EXERCISE REQUIREMENTS:
#1 Translate this sentence from the voting record summary into Spanish: "Supported a bill to increase Pell grants for low-income students and reduce interest rates on student loans."
#2 Write the next part of the voting record summary, picking up after its final sentence.
START TEXT BLOCK
Supported numerous bills calling for withdrawal of U.S. troops from Iraq and setting deadlines for withdrawal. None of those bills became law.
Opposed an amendment that denounced MoveOn.org for running negative ads against Army Gen. David Petraeus, the U.S. commander in Iraq. The amendment passed the Senate. The House passed a similar resolution.
Supported an energy bill that increases average fuel economy standards for cars and light trucks to 35 miles per gallon by 2020. The bill was passed by Congress and signed into law.
Supported a new farm bill that would boost federal subsidies to dairy farmers. The bill passed the Senate, but a final compromise between the House and Senate has not been reached.
Supported a bipartisan economic stimulus bill that includes tax rebates for middle-class families. The bill passed both houses of Congress this month and has been signed into law.
Supported a bill to increase Pell grants for low-income students and reduce interest rates on student loans. Congress passed the bill and President Bush signed it into law.
Children's health insurance
Supported a bill to renew and expand the State Children's Health Insurance Program, which helps states pay for medical care for low-income children. The bill passed Congress but was vetoed by President Bush. An attempt to override the veto failed.
Opposed ending debate on a sweeping immigration reform bill that would have provided legal status and a path to legal citizenship for the approximately 12 million illegal immigrants living in the United States. It also would have improved border security by hiring 20,000 more Border Patrol agents. The bill died in the Senate.
Source: Project Vote Smart
The energy bill signed into law last year includes a jobs program by Sanders that would train workers to build and install solar panels and other energy-efficient technology. He also wrote a provision in the bill to create a nationwide Energy and Environmental Block Grant Program. The grants can be used by Vermont towns and counties to update building codes to require construction of energy-efficient homes and businesses, retrofit old buildings with newer technology, experiment with alternative energy, and create incentives for residents to car pool or ride buses. The bill also includes a Sanders amendment to provide grants to colleges to improve the energy efficiency of their classrooms, dorms and administration buildings.
END TEXT BLOCK
START INFORMATION GIVEN
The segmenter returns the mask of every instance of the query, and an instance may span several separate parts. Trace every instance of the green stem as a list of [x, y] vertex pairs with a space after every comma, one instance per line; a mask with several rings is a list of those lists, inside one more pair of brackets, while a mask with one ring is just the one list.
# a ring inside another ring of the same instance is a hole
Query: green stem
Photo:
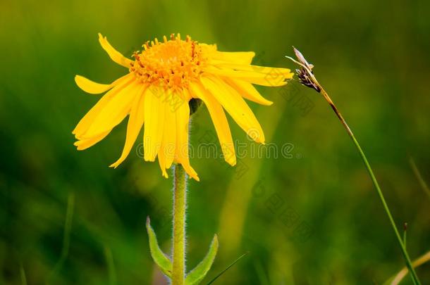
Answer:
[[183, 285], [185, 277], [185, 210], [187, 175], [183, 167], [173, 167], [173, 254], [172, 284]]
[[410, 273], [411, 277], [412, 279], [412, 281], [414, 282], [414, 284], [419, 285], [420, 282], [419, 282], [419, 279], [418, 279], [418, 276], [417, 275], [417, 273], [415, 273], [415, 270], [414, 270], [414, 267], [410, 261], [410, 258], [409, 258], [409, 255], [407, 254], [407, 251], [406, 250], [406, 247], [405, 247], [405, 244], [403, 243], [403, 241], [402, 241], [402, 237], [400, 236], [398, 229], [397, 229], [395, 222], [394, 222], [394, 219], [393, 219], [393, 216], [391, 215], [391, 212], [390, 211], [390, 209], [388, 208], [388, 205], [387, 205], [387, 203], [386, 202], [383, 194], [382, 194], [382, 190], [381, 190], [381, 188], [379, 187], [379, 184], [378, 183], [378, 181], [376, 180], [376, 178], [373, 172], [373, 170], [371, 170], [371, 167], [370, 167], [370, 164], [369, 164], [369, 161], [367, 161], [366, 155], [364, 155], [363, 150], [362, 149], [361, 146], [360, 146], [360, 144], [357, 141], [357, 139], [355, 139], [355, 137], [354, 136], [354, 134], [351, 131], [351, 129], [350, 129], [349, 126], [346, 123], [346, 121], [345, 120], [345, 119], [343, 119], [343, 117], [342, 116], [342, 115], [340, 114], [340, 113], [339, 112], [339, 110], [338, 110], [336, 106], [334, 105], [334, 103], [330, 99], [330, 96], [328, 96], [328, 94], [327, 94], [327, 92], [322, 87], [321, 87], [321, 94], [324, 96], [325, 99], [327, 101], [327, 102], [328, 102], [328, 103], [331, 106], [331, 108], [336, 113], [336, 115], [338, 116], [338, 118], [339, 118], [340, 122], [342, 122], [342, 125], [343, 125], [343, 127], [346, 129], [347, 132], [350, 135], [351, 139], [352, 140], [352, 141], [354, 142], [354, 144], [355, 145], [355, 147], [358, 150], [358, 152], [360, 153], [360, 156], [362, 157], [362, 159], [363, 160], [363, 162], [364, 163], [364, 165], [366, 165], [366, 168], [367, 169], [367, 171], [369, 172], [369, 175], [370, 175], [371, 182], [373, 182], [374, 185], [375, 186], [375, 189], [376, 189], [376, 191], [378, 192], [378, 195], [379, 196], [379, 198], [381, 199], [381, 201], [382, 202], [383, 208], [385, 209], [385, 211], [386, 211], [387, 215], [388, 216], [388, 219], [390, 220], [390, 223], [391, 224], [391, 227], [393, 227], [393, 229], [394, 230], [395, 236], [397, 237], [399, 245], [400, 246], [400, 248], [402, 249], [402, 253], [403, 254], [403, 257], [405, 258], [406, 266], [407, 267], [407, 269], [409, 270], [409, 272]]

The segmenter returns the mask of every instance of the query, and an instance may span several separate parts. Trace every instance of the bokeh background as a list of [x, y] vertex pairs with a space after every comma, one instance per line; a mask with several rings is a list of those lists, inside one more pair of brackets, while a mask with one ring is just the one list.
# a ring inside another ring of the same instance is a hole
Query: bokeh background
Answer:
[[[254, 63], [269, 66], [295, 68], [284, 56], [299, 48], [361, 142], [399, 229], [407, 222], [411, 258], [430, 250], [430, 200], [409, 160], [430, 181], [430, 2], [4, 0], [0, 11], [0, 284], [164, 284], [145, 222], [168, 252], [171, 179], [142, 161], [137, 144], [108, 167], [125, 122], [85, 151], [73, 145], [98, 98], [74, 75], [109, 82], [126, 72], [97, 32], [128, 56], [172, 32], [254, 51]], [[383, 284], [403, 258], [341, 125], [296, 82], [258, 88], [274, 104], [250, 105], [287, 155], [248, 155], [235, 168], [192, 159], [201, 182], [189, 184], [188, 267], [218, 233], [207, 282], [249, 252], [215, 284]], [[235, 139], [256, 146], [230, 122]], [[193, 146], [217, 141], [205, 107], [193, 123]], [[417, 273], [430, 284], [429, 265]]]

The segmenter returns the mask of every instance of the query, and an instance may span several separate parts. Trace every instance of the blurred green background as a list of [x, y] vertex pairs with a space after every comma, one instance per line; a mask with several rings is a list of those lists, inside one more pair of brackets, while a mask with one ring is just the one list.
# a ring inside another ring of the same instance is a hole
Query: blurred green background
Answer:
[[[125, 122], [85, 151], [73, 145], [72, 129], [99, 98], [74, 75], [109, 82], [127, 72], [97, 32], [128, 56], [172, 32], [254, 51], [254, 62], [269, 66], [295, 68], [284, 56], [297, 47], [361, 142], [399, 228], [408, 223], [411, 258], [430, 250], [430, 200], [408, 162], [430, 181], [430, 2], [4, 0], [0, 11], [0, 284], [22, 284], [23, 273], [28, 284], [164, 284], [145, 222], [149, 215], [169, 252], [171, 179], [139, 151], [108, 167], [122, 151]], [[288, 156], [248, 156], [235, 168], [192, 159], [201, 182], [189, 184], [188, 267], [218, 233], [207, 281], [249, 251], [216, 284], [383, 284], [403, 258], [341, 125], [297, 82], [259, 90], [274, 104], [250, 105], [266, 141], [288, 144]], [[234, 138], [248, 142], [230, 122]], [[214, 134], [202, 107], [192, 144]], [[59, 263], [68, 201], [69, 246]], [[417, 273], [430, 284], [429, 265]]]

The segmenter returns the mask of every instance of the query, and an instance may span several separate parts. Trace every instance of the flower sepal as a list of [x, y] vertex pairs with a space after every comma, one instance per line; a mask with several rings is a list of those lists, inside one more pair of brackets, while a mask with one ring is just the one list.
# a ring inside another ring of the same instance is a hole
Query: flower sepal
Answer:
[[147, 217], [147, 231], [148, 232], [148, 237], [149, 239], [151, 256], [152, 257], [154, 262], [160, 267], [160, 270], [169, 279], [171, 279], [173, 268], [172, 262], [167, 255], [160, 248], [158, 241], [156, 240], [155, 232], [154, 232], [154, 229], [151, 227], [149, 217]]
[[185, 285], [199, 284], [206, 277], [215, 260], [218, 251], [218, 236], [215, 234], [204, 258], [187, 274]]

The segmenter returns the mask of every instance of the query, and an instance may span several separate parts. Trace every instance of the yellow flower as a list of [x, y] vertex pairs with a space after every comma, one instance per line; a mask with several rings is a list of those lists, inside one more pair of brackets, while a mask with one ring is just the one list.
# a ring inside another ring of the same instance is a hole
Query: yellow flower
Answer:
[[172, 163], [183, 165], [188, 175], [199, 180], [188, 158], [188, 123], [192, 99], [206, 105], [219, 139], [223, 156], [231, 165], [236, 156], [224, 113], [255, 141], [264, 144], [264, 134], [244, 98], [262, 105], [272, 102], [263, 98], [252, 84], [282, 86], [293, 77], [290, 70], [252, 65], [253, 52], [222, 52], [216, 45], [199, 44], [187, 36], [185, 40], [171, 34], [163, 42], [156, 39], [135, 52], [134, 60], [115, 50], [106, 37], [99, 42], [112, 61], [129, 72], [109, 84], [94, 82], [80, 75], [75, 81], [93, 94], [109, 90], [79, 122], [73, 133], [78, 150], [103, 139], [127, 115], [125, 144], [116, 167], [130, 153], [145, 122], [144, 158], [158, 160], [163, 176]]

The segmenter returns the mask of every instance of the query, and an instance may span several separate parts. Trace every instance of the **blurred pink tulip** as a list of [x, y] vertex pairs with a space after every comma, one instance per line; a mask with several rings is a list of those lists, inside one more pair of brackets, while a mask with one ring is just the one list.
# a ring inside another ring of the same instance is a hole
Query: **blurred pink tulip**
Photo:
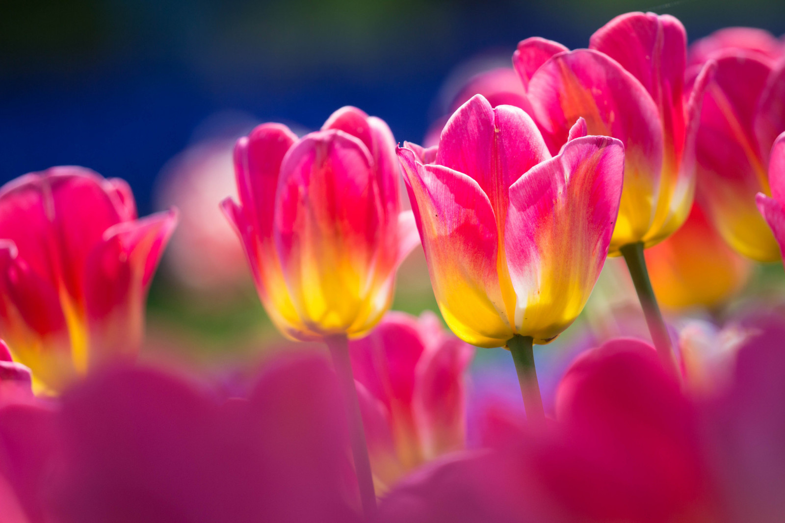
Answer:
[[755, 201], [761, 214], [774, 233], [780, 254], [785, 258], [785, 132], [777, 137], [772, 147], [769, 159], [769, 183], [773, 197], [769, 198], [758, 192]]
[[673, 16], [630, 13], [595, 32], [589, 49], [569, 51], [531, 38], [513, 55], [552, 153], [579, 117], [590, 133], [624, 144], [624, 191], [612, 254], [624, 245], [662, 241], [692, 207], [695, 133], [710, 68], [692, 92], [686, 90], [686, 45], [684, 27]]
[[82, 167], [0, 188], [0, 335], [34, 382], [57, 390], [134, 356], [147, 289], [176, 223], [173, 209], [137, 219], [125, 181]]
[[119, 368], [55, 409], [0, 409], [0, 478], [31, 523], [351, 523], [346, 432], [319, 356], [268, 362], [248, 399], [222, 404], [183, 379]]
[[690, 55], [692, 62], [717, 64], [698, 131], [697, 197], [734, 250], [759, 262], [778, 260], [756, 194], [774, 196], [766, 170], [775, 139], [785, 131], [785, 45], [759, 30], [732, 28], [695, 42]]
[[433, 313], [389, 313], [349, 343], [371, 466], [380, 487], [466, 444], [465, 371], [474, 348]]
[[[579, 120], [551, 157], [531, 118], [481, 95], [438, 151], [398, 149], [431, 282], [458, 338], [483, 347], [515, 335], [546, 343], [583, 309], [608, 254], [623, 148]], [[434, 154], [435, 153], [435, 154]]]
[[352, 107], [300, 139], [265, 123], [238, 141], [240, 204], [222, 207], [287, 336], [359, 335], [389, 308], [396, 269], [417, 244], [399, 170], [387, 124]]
END INFORMATION GIVEN
EXERCISE RESULTS:
#1 Apoyó un proyecto de ley para aumentar las becas Pell para estudiantes de bajos ingresos y reducir las tasas de interés de los préstamos estudiantiles.

#2
Sanders won support from the Senate environment committee for amending a sweeping global warming bill to include $300 billion for renewable energy over the next four decades. The money would subsidize companies that build power plants using solar, wind, geothermal or other renewable energy. It also could be used to help pay for people to install solar panels or small windmills at their homes or farms. The change is part of the Lieberman-Warner climate change bill, which passed the committee but has not gone before the full Senate.
Fought for a $77 million increase for community health centers, providing access to medical services for an additional 280,000 people. Sanders was able to play a role because he serves on the Health, Education, Labor and Pensions Committee.
As a member of the Veterans' Affairs and Budget committees, Sanders helped secure the largest-ever increase ($3.7 billion) for the U.S. Department of Veterans Affairs.
Source: Sanders' Senate staff
-- Federal funds he secured for Vermont in 2007 (partial list)
-- $714,000 for the Vermont Department of Children and Families to expand youth crime prevention programs.
-- $133,950 for the Vermont Department of Public Safety for the school resource officer program.
-- $492,000 for the Vermont Public Power Supply Authority for its renewable energy from animal bio-waste project.
-- $143,518 for Addison County Dental Care of Middlebury to upgrade the facility and buy equipment for a community dental clinic.
-- $406,962 for the Vermont Technical College of Randolph Center to expand its fire science program and buy equipment to allow students to combat live fires.
-- $245,000 for an expanded visitors center at the Calvin Coolidge Memorial Foundation of Plymouth Notch.
-- $196,000 for vans for senior centers throughout Vermont.